#### To be done
Return each line of the listing below, unchanged, and omit the images.

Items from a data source
+ + +
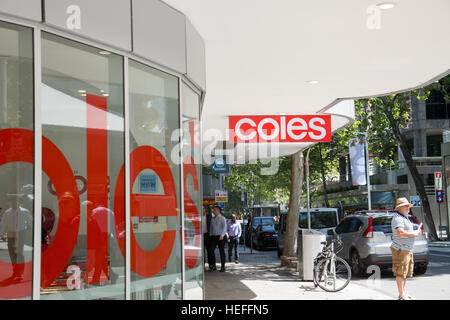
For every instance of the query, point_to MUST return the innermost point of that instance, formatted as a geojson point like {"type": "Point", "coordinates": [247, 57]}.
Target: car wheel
{"type": "Point", "coordinates": [420, 269]}
{"type": "Point", "coordinates": [357, 267]}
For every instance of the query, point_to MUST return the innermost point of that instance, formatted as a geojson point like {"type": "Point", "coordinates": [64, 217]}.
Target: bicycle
{"type": "Point", "coordinates": [331, 273]}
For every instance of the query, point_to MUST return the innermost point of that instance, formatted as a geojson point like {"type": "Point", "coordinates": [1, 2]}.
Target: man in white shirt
{"type": "Point", "coordinates": [217, 233]}
{"type": "Point", "coordinates": [14, 223]}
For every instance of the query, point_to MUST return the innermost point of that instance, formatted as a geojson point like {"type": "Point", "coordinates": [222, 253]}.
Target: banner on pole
{"type": "Point", "coordinates": [357, 162]}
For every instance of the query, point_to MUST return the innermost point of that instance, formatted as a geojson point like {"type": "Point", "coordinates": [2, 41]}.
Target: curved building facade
{"type": "Point", "coordinates": [100, 152]}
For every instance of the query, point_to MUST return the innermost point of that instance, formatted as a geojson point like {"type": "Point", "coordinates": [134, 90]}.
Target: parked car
{"type": "Point", "coordinates": [265, 236]}
{"type": "Point", "coordinates": [322, 219]}
{"type": "Point", "coordinates": [253, 224]}
{"type": "Point", "coordinates": [367, 238]}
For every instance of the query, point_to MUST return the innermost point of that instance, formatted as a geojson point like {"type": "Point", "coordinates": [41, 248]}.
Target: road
{"type": "Point", "coordinates": [433, 285]}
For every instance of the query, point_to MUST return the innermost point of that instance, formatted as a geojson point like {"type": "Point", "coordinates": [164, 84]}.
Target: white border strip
{"type": "Point", "coordinates": [127, 183]}
{"type": "Point", "coordinates": [37, 164]}
{"type": "Point", "coordinates": [180, 137]}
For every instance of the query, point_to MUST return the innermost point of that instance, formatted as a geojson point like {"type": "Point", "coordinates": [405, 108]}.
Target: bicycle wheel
{"type": "Point", "coordinates": [332, 277]}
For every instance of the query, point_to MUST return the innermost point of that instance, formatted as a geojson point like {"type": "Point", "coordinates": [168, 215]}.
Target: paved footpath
{"type": "Point", "coordinates": [260, 277]}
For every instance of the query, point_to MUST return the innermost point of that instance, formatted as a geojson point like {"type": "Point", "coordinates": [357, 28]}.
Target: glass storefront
{"type": "Point", "coordinates": [84, 160]}
{"type": "Point", "coordinates": [190, 102]}
{"type": "Point", "coordinates": [16, 161]}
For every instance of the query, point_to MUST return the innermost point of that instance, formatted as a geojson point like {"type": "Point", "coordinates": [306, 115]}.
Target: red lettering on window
{"type": "Point", "coordinates": [191, 211]}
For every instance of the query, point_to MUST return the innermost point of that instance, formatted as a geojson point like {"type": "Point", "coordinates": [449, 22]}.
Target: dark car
{"type": "Point", "coordinates": [265, 236]}
{"type": "Point", "coordinates": [253, 224]}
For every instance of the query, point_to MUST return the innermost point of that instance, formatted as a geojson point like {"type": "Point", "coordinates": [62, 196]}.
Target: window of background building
{"type": "Point", "coordinates": [434, 145]}
{"type": "Point", "coordinates": [436, 108]}
{"type": "Point", "coordinates": [16, 161]}
{"type": "Point", "coordinates": [156, 260]}
{"type": "Point", "coordinates": [192, 171]}
{"type": "Point", "coordinates": [402, 179]}
{"type": "Point", "coordinates": [83, 144]}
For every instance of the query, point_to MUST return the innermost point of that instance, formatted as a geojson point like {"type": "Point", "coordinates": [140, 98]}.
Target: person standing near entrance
{"type": "Point", "coordinates": [234, 232]}
{"type": "Point", "coordinates": [403, 235]}
{"type": "Point", "coordinates": [206, 224]}
{"type": "Point", "coordinates": [217, 233]}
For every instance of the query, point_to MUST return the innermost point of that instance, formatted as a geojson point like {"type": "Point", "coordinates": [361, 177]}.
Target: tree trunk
{"type": "Point", "coordinates": [290, 240]}
{"type": "Point", "coordinates": [418, 181]}
{"type": "Point", "coordinates": [324, 181]}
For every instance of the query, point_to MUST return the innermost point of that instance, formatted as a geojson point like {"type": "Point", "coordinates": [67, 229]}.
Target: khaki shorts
{"type": "Point", "coordinates": [402, 263]}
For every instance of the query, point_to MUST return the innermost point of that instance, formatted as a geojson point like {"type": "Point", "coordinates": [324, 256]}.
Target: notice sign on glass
{"type": "Point", "coordinates": [221, 196]}
{"type": "Point", "coordinates": [148, 183]}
+ + +
#### Finished task
For every instance of the query, point_to MUST return the innermost point of that instance, formatted as a geojson point like {"type": "Point", "coordinates": [247, 57]}.
Target: car wheel
{"type": "Point", "coordinates": [420, 269]}
{"type": "Point", "coordinates": [357, 267]}
For every instance of the query, point_to MUST return the innermost point of that instance, formatted as a geojson point like {"type": "Point", "coordinates": [64, 217]}.
Target: bicycle
{"type": "Point", "coordinates": [331, 273]}
For every instance of the query, point_to MUST return the innermost point of that instance, formatted as a geojson point like {"type": "Point", "coordinates": [1, 2]}.
Target: man in white shirt
{"type": "Point", "coordinates": [217, 233]}
{"type": "Point", "coordinates": [14, 223]}
For every instance of the query, point_to MUST return the innermost point of that instance, formatted as a geojson point like {"type": "Point", "coordinates": [222, 253]}.
Target: banner on pole
{"type": "Point", "coordinates": [357, 162]}
For every instance of the query, point_to MUST return the innermost point of that instance, formatted as a geojson point like {"type": "Point", "coordinates": [2, 41]}.
Target: curved building facade
{"type": "Point", "coordinates": [100, 152]}
For every instance of the query, point_to MUST return the innermost point of that instance, formatted as a geojson point like {"type": "Point", "coordinates": [134, 90]}.
Target: parked car
{"type": "Point", "coordinates": [265, 236]}
{"type": "Point", "coordinates": [322, 219]}
{"type": "Point", "coordinates": [253, 224]}
{"type": "Point", "coordinates": [367, 238]}
For every instance of the query, point_to MUST return the innermost point of that instance, formatted as a geojson point like {"type": "Point", "coordinates": [41, 248]}.
Target: road
{"type": "Point", "coordinates": [433, 285]}
For every instance of the query, point_to MUST return the innermost point of that instance, formatted as a geojson point like {"type": "Point", "coordinates": [164, 84]}.
Target: white border strip
{"type": "Point", "coordinates": [127, 183]}
{"type": "Point", "coordinates": [37, 164]}
{"type": "Point", "coordinates": [180, 137]}
For every instance of the query, point_to MUST return the innermost point of that instance, formatted as a geojson point like {"type": "Point", "coordinates": [405, 108]}.
Target: bicycle wheel
{"type": "Point", "coordinates": [332, 277]}
For every instance of the query, point_to MUST return the innermost point of that instance, formatted as a geojson point like {"type": "Point", "coordinates": [168, 215]}.
Target: paved footpath
{"type": "Point", "coordinates": [260, 277]}
For every instance of the query, point_to MUST return the innermost point of that instance, formatted as a geojson point like {"type": "Point", "coordinates": [357, 28]}.
Target: glass storefront
{"type": "Point", "coordinates": [84, 160]}
{"type": "Point", "coordinates": [190, 102]}
{"type": "Point", "coordinates": [16, 161]}
For every instance of the query, point_to MUST return the innermost point of that instance, formatted as a geojson point like {"type": "Point", "coordinates": [306, 115]}.
Target: red lettering on window
{"type": "Point", "coordinates": [191, 211]}
For every instance of the query, point_to MUST return the innermost point of that instance, formatted as a geojson point like {"type": "Point", "coordinates": [449, 22]}.
Target: dark car
{"type": "Point", "coordinates": [265, 236]}
{"type": "Point", "coordinates": [253, 224]}
For every instance of the query, point_to MUST return the innermost point of that instance, formatted as a geojson point like {"type": "Point", "coordinates": [62, 196]}.
Target: window of background building
{"type": "Point", "coordinates": [434, 145]}
{"type": "Point", "coordinates": [436, 108]}
{"type": "Point", "coordinates": [16, 161]}
{"type": "Point", "coordinates": [156, 260]}
{"type": "Point", "coordinates": [192, 171]}
{"type": "Point", "coordinates": [402, 179]}
{"type": "Point", "coordinates": [83, 144]}
For every instance of the query, point_to MUST return the innermost point of that instance, formatted as a geojson point like {"type": "Point", "coordinates": [140, 98]}.
Target: person standing near entrance
{"type": "Point", "coordinates": [234, 232]}
{"type": "Point", "coordinates": [403, 235]}
{"type": "Point", "coordinates": [206, 224]}
{"type": "Point", "coordinates": [217, 233]}
For every instance of the query, point_to MUST return the innermost point of that instance, formatted as a geojson point like {"type": "Point", "coordinates": [361, 177]}.
Target: tree trunk
{"type": "Point", "coordinates": [290, 240]}
{"type": "Point", "coordinates": [418, 181]}
{"type": "Point", "coordinates": [324, 181]}
For every instance of the query, point_to MUST return the innermost point of that instance, formatted as a geojson point like {"type": "Point", "coordinates": [67, 229]}.
Target: khaki shorts
{"type": "Point", "coordinates": [402, 263]}
For every instance of the query, point_to MUST return the innermost point of that instance, formatted as a geojson point like {"type": "Point", "coordinates": [324, 256]}.
Target: notice sign on glass
{"type": "Point", "coordinates": [221, 196]}
{"type": "Point", "coordinates": [148, 183]}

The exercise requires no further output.